[Source material]
□ □ □ □ □ □ □

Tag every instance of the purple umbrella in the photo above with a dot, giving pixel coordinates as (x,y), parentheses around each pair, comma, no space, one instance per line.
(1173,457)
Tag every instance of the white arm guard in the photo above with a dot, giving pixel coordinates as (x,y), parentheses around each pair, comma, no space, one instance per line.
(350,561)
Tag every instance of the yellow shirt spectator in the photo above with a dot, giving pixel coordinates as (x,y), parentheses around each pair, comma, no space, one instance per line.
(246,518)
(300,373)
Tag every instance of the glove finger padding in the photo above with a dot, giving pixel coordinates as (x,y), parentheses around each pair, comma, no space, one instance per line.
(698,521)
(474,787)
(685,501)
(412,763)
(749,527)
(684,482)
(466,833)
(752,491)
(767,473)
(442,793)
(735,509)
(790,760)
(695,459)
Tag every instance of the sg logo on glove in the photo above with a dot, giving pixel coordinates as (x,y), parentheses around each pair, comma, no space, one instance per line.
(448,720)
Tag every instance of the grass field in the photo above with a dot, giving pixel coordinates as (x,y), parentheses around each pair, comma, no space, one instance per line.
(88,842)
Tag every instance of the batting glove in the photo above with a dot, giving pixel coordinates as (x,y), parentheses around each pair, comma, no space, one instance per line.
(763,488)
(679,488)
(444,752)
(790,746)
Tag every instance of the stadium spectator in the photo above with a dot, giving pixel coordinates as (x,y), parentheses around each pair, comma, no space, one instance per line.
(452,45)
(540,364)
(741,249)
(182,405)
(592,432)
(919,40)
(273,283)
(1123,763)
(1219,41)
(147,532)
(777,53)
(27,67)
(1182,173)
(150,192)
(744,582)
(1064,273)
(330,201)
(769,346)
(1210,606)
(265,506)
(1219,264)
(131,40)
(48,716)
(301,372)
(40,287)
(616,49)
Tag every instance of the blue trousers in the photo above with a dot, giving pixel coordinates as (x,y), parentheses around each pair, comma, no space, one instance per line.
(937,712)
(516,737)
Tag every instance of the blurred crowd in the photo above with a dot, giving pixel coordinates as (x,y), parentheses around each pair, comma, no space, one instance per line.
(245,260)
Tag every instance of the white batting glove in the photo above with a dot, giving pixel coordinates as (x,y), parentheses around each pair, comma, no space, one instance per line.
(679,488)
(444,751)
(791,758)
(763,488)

□ □ □ □ □ □ □

[Problem requirements] Please write out the lines that run from the one with "Tag every instance of the blurred" to the end of the records, both included, exactly as they appear.

[Result]
Tag every instance of the blurred crowd in the photo above with a dot, giving pixel coordinates as (x,y), parentheses around each pair, comma, no space, one instance per line.
(245,260)
Tag every instance of the white batting glove in the photo above with a dot, giving pixel coordinates as (x,y), parentheses around each pair, comma, no space, one instance per line.
(679,488)
(444,751)
(791,758)
(763,488)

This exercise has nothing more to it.